Dana Zartner Falstrom

Keywords

Displaced individuals, environmental reasons, environmental refugees, root causes, affirmative State obligations, protection

Abstract

While the number of people who have been displaced for environmental reasons is on the rise, it is a mistake to believe that the existing refugee structure and current refugee norms are adequate to protect these individuals. In this paper, I address the root causes of environmental degradation and catastrophe that are causing this increased migration of environmentally displaced persons. I also provide justification for my position that a new convention should be drafted providing protections for environmentally displaced persons and creating affirmative obligations for states to work toward preventing environmental displacement in the future.
____________________
Challenge 1 -
Answer these questions about the abstract on environmental displacement:
(a) Which keyword comes first in the keyword list?
(b) According to the abstract, what should be drafted?
(c) Which two things does the abstract say it is a mistake to believe are adequate?

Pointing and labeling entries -
____________________
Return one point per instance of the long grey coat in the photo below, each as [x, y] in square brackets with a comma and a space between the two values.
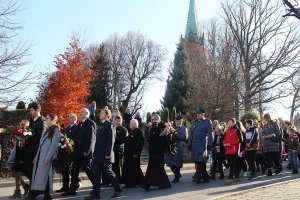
[200, 136]
[47, 151]
[273, 144]
[177, 159]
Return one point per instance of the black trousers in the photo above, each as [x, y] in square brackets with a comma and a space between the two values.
[28, 165]
[66, 177]
[272, 158]
[103, 168]
[117, 166]
[176, 171]
[260, 163]
[85, 164]
[250, 157]
[201, 172]
[241, 164]
[217, 162]
[232, 162]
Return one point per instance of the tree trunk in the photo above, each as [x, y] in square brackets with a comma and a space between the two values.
[293, 108]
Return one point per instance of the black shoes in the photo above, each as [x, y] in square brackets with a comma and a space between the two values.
[26, 188]
[17, 194]
[47, 197]
[69, 193]
[205, 180]
[116, 194]
[195, 180]
[92, 197]
[252, 177]
[62, 190]
[269, 172]
[175, 180]
[145, 187]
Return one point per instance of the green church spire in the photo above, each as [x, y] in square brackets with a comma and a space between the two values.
[192, 32]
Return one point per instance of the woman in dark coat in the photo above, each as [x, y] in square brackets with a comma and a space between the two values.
[132, 174]
[155, 173]
[18, 164]
[175, 161]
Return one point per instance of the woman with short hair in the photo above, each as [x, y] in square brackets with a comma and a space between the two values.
[42, 175]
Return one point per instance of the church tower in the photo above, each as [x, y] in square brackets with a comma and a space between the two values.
[193, 41]
[192, 32]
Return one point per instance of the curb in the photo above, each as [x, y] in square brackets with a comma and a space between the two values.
[83, 176]
[226, 196]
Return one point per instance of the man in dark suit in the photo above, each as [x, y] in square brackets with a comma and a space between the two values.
[84, 143]
[70, 135]
[104, 156]
[37, 125]
[121, 134]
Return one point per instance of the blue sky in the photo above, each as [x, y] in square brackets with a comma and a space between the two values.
[48, 25]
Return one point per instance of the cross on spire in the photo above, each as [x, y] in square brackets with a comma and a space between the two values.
[192, 32]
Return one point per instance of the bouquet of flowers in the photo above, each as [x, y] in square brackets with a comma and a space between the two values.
[64, 154]
[21, 133]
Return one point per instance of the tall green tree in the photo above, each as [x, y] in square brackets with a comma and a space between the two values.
[99, 85]
[178, 85]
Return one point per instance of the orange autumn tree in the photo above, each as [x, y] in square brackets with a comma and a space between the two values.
[65, 90]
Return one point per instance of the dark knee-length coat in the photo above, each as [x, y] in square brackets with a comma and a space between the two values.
[201, 135]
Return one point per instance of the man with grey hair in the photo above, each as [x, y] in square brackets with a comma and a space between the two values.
[84, 142]
[134, 123]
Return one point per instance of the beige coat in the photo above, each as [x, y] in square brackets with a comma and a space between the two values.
[47, 151]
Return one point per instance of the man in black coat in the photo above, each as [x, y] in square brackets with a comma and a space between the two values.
[121, 133]
[70, 135]
[132, 173]
[84, 143]
[37, 126]
[127, 117]
[104, 156]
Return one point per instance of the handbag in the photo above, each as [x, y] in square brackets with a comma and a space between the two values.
[12, 155]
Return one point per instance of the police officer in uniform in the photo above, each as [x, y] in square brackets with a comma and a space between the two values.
[200, 139]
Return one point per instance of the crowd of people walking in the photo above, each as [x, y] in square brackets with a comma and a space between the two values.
[110, 152]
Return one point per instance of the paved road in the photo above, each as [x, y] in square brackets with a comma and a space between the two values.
[183, 190]
[284, 191]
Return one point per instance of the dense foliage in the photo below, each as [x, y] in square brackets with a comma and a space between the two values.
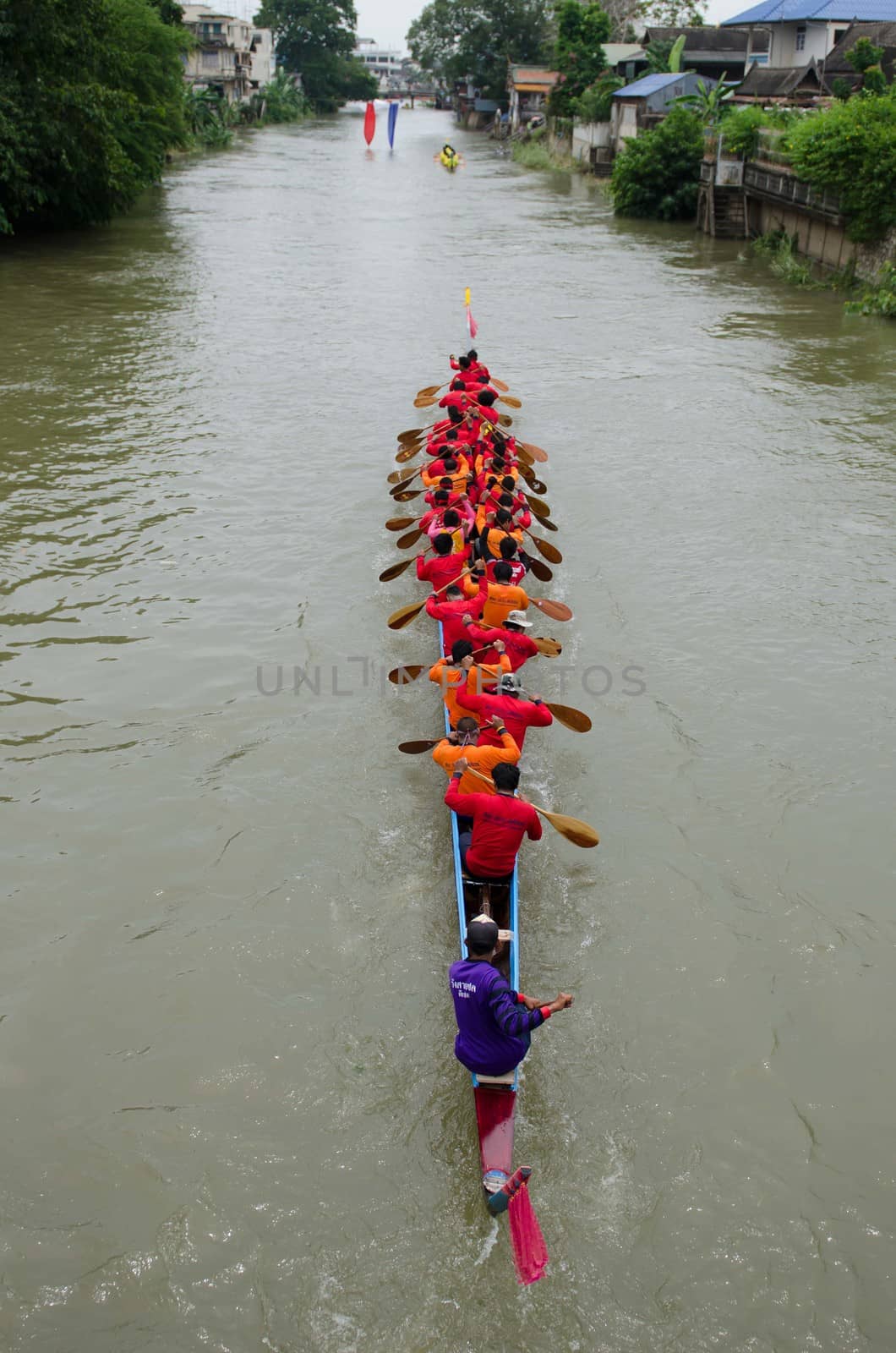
[850, 148]
[91, 99]
[880, 298]
[315, 40]
[740, 128]
[477, 40]
[578, 53]
[658, 173]
[597, 101]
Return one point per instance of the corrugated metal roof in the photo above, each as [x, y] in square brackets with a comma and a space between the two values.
[824, 11]
[646, 85]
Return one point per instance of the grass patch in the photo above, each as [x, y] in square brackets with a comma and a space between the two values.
[780, 250]
[531, 155]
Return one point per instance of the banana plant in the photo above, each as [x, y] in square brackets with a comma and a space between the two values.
[708, 101]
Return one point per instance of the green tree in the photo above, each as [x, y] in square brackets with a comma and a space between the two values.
[708, 101]
[864, 56]
[315, 40]
[658, 173]
[578, 54]
[850, 148]
[91, 99]
[597, 101]
[477, 40]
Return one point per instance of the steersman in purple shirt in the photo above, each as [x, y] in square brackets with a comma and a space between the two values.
[494, 1022]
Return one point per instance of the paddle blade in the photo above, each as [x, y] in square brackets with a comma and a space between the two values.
[573, 829]
[405, 615]
[540, 572]
[555, 609]
[546, 548]
[529, 1251]
[549, 647]
[570, 717]
[405, 676]
[394, 570]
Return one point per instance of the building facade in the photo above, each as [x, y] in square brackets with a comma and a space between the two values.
[232, 58]
[387, 64]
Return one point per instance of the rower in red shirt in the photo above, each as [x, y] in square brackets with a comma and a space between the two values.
[517, 643]
[456, 612]
[443, 567]
[519, 566]
[516, 714]
[500, 822]
[477, 367]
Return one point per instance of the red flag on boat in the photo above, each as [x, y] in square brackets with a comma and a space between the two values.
[529, 1251]
[472, 324]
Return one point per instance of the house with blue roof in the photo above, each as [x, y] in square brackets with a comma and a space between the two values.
[639, 106]
[806, 30]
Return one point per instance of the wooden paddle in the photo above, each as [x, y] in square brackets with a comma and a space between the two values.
[544, 547]
[405, 676]
[405, 615]
[407, 480]
[538, 505]
[566, 715]
[555, 609]
[573, 829]
[549, 647]
[396, 570]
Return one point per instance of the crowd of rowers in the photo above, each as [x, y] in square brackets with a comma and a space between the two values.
[475, 565]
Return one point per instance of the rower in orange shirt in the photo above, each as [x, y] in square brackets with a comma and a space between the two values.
[452, 674]
[502, 595]
[484, 759]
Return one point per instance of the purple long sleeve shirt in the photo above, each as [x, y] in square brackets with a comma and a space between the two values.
[493, 1027]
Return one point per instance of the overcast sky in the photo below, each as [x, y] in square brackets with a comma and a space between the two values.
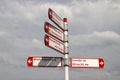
[94, 31]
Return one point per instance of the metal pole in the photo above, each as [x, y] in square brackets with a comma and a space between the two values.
[66, 56]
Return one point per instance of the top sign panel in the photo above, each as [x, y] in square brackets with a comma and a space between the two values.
[86, 63]
[56, 19]
[50, 29]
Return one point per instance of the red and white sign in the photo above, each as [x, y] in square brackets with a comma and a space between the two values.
[38, 61]
[50, 29]
[86, 63]
[55, 44]
[56, 19]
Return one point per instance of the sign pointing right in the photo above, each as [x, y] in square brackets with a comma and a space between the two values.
[86, 63]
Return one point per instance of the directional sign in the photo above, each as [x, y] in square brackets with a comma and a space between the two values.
[54, 44]
[86, 63]
[56, 19]
[50, 29]
[38, 61]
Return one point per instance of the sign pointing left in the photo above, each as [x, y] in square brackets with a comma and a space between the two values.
[41, 61]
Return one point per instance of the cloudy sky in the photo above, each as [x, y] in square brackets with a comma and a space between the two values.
[94, 31]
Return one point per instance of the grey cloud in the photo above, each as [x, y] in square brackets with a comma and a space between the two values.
[93, 26]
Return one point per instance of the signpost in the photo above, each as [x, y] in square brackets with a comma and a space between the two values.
[86, 63]
[57, 39]
[40, 61]
[56, 19]
[54, 44]
[53, 31]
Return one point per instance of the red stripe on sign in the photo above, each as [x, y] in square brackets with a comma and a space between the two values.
[46, 27]
[101, 63]
[50, 13]
[46, 40]
[30, 61]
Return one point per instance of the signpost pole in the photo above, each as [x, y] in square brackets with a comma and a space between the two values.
[66, 55]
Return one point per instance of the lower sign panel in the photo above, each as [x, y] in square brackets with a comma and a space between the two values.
[54, 44]
[38, 61]
[86, 63]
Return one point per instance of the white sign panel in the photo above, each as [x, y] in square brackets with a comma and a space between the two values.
[56, 19]
[38, 61]
[55, 44]
[86, 63]
[50, 29]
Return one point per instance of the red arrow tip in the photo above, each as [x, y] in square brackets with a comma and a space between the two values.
[101, 63]
[30, 61]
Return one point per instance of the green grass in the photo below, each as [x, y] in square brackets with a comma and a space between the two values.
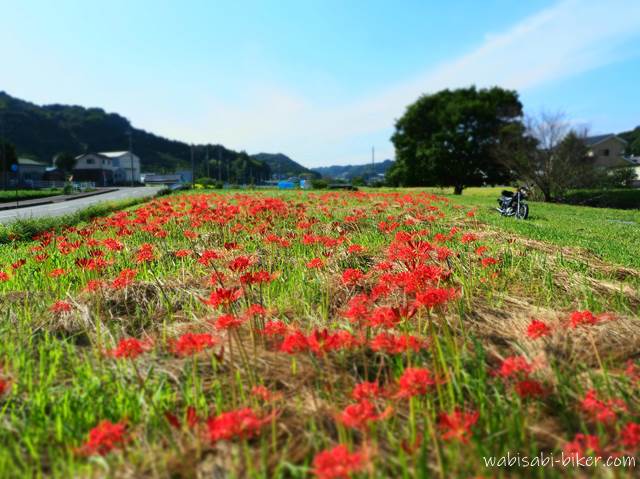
[611, 234]
[62, 384]
[7, 196]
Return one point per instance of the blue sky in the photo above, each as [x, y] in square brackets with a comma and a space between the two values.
[321, 81]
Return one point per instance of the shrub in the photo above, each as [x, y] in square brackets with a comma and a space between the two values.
[621, 198]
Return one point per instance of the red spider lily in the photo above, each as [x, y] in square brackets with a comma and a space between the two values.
[337, 463]
[104, 438]
[538, 329]
[192, 343]
[630, 435]
[514, 366]
[488, 261]
[130, 348]
[5, 384]
[241, 423]
[113, 244]
[360, 414]
[366, 390]
[275, 328]
[529, 388]
[145, 253]
[383, 316]
[435, 296]
[323, 341]
[355, 248]
[228, 321]
[92, 264]
[60, 306]
[257, 277]
[57, 272]
[19, 264]
[191, 419]
[582, 445]
[208, 256]
[124, 279]
[351, 276]
[357, 308]
[414, 382]
[468, 238]
[263, 393]
[599, 410]
[392, 344]
[223, 297]
[579, 318]
[457, 425]
[632, 372]
[315, 263]
[93, 285]
[256, 310]
[240, 263]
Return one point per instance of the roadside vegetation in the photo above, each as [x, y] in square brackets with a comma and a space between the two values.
[299, 334]
[9, 196]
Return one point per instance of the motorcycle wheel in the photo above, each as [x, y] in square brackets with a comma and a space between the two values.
[523, 212]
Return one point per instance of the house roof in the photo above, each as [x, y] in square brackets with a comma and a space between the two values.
[594, 140]
[113, 154]
[30, 162]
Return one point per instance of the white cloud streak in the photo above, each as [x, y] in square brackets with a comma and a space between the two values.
[566, 39]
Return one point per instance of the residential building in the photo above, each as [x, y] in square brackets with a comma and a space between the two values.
[108, 168]
[607, 150]
[30, 172]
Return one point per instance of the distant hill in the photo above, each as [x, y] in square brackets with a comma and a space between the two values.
[282, 166]
[40, 132]
[349, 172]
[633, 139]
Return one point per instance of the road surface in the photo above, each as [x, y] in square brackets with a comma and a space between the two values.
[71, 206]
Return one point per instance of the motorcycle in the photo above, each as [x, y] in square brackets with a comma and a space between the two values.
[514, 204]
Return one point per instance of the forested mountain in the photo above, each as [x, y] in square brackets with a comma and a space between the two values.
[283, 167]
[41, 132]
[349, 172]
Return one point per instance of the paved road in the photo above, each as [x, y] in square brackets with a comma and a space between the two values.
[71, 206]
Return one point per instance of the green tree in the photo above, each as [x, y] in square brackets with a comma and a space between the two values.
[448, 138]
[65, 162]
[8, 157]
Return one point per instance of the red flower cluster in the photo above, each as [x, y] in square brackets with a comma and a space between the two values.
[104, 438]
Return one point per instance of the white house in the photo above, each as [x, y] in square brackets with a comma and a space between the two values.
[107, 168]
[126, 165]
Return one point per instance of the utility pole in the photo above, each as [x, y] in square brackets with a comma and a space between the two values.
[208, 166]
[193, 167]
[373, 163]
[4, 151]
[131, 153]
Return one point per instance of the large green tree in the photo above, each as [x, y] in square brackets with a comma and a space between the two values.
[449, 138]
[8, 157]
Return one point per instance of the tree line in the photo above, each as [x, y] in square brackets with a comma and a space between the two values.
[472, 137]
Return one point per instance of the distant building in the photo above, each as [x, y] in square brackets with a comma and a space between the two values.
[30, 172]
[607, 150]
[108, 168]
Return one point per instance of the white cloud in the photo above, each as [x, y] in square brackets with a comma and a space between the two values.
[566, 39]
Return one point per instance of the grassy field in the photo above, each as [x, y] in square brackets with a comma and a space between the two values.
[301, 334]
[612, 235]
[7, 196]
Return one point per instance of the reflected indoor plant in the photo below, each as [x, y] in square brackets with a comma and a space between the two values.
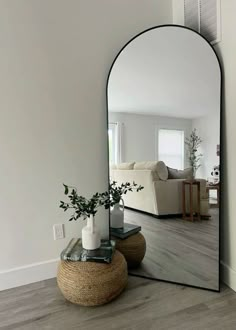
[193, 143]
[117, 203]
[86, 209]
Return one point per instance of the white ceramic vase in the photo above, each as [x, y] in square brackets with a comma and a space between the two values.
[91, 238]
[117, 216]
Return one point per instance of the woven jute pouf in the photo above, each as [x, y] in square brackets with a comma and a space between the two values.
[92, 283]
[133, 248]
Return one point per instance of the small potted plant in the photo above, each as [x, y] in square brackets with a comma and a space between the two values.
[193, 143]
[87, 209]
[116, 193]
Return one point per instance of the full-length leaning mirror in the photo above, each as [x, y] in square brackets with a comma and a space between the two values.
[164, 109]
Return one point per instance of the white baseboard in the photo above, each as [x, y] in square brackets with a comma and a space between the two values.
[228, 275]
[35, 272]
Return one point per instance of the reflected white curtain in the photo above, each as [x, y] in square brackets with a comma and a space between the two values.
[119, 142]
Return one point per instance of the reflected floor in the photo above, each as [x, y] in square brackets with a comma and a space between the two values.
[179, 251]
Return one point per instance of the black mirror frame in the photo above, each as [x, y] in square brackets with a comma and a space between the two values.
[221, 141]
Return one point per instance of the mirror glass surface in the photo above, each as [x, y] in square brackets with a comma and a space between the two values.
[164, 105]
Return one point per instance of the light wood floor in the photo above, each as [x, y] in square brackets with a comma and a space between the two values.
[145, 304]
[180, 251]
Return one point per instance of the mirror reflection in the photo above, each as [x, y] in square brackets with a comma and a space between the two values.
[164, 135]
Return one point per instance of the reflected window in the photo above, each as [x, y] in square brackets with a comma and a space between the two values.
[171, 147]
[112, 143]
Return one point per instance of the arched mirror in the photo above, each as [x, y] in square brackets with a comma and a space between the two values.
[164, 110]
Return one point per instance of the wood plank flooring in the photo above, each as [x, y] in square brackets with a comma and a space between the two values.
[180, 251]
[145, 304]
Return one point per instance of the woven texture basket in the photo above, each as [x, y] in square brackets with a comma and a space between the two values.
[92, 283]
[133, 248]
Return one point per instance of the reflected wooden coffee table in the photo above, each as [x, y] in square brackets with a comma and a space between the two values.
[192, 215]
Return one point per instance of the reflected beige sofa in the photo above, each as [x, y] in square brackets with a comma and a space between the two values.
[162, 194]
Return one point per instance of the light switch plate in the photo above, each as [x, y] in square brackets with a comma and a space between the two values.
[58, 231]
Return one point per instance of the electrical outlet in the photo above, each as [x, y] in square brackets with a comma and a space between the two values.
[58, 231]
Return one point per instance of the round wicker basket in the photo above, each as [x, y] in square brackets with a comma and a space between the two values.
[92, 283]
[133, 248]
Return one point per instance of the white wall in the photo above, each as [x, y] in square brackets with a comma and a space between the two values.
[54, 61]
[140, 133]
[226, 50]
[208, 128]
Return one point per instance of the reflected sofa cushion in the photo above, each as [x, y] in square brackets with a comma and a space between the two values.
[173, 173]
[158, 168]
[125, 166]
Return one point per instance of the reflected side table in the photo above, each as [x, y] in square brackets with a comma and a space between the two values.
[190, 185]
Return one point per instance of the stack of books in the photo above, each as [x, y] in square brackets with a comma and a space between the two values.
[75, 251]
[125, 232]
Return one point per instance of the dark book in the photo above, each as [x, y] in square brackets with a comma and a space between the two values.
[126, 231]
[75, 251]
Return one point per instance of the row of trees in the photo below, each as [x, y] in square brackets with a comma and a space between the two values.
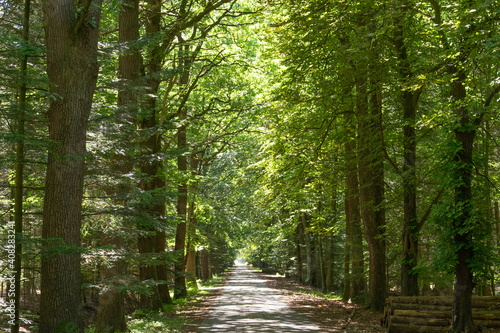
____________________
Challenge 2 - List every line of the listing that contains the string "spire", matching case exactly.

Full answer 1 -
(a) Displaced individuals
(b) A new convention that provides protections for environmentally displaced persons and creates affirmative obligations for states to work toward preventing environmental displacement in the future.
(c) The existing refugee structure and current refugee norms.

Full answer 2 -
Return one point per instance of the green church spire in the photo above, each as [x, y] in square brackets with a comma and a space between the two values.
Return one point per instance of the cross on spire in the photo above, each as [x, y] in square brackets with a comma and a space between the two values.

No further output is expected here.